> **Instructions to follow**:
Return, copied character for character, the lines of the rows below from the line with "the woman's chin" through the end of the rows.

> **Task material**:
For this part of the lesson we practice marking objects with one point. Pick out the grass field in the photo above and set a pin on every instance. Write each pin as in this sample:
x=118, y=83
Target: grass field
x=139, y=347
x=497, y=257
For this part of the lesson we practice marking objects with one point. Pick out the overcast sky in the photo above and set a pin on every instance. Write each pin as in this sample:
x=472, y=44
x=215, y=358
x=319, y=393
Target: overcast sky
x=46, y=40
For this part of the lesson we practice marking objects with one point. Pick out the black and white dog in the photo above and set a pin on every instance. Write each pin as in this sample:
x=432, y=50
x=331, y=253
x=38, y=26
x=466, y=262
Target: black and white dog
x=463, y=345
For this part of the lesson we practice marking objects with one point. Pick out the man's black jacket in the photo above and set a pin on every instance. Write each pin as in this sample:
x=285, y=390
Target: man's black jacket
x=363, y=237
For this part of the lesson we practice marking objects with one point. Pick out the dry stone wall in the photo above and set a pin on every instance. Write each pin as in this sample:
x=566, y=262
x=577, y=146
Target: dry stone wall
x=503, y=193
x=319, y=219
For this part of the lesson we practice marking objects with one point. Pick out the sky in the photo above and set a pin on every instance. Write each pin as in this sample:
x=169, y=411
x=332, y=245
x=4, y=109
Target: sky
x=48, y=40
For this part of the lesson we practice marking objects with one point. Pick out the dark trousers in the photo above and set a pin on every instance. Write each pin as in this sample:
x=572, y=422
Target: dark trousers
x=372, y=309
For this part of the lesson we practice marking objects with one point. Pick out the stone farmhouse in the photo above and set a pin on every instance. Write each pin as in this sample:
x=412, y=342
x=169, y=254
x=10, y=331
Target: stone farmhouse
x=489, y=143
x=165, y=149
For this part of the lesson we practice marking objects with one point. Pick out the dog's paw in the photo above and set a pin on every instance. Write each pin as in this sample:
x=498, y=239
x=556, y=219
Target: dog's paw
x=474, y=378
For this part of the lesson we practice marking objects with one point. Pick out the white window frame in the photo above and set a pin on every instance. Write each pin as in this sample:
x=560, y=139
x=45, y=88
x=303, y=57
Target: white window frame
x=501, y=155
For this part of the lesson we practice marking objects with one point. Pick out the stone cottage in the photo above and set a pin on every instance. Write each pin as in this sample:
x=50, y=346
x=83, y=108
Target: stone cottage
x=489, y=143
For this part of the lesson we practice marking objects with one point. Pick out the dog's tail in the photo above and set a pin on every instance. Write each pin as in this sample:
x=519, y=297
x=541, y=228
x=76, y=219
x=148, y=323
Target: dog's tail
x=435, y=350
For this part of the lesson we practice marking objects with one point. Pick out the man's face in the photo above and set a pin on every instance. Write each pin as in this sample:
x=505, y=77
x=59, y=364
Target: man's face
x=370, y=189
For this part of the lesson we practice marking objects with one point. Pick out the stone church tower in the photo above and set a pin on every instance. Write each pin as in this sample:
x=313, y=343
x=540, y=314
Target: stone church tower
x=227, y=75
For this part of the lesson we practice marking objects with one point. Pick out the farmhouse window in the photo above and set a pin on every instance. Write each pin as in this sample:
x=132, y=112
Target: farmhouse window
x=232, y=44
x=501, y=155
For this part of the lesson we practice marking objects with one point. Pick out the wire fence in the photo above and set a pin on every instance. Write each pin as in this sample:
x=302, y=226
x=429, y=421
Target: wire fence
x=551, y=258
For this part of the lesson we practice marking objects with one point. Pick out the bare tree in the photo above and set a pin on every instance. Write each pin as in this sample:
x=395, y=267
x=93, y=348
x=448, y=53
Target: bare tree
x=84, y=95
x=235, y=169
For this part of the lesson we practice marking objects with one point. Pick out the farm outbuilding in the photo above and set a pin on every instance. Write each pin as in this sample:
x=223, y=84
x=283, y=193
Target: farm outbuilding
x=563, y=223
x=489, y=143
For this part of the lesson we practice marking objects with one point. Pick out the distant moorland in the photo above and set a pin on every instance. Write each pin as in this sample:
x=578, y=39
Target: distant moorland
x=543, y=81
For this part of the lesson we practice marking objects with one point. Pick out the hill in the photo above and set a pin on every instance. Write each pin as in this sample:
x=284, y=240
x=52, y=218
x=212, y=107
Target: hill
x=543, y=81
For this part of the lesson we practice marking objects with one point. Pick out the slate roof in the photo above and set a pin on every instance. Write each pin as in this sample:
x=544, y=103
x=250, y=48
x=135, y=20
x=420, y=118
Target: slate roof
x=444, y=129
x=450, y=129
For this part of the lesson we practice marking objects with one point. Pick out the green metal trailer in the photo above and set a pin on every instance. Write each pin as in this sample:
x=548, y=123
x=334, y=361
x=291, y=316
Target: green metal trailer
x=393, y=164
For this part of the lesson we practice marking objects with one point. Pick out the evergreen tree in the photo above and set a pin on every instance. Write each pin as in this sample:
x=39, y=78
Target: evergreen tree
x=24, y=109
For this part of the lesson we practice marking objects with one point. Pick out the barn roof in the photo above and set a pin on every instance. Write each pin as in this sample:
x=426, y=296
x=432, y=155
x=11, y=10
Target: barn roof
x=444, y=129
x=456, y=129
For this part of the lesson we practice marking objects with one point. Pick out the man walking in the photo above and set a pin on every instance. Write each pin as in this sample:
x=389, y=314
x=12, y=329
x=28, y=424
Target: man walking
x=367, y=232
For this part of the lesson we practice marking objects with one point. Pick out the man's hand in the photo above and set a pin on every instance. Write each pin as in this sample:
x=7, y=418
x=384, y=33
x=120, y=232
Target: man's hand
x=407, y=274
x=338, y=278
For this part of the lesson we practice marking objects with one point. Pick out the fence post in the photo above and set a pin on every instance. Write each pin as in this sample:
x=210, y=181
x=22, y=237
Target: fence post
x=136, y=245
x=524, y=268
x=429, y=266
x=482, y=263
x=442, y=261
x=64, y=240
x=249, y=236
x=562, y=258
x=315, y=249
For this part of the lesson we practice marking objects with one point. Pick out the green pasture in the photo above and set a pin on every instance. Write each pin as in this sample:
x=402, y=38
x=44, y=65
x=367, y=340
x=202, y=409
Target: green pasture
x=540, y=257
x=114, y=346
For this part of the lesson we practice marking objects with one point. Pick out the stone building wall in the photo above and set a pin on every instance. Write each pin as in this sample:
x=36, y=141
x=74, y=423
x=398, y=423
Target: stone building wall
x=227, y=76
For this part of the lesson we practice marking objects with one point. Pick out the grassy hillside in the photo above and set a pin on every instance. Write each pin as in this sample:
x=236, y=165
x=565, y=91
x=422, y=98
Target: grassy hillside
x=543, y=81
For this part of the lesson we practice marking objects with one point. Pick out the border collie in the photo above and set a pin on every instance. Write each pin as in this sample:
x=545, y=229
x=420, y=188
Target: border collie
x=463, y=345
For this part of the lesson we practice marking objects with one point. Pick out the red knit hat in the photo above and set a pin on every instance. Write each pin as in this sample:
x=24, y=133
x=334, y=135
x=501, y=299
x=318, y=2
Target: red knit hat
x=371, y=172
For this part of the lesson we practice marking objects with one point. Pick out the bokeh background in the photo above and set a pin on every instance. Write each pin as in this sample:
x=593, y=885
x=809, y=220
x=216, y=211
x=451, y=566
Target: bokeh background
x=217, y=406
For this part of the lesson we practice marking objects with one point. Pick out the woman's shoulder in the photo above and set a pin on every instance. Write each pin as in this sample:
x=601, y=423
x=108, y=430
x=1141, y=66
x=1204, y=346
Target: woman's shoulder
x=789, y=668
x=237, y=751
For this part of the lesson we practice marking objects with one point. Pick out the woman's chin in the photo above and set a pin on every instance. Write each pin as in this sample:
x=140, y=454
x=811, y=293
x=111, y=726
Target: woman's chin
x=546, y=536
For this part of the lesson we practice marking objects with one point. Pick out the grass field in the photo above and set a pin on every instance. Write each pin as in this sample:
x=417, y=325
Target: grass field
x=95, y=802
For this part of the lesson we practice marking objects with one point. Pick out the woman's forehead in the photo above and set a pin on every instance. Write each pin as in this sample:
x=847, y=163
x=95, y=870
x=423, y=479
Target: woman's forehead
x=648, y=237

> **Solution to this problem**:
For this part of the lesson we practice marking objects with one point. Pick out the woman's chin in the photo above and set a pin on every instance. Write each pin as in this sample:
x=140, y=454
x=811, y=293
x=111, y=726
Target: woman's chin
x=546, y=536
For this part of the lesson we practice marking objects with one point. Pick out the grass field in the photo above and set a pin on every instance. Write each pin as in this sample:
x=417, y=325
Target: grass field
x=95, y=802
For this part of the lesson we practice marking objects with one point. Pick out the woman's forehead in the photo above and set a pin on every instance. Write each pin as in this sample:
x=847, y=163
x=95, y=870
x=423, y=479
Target: woman's forehead
x=648, y=237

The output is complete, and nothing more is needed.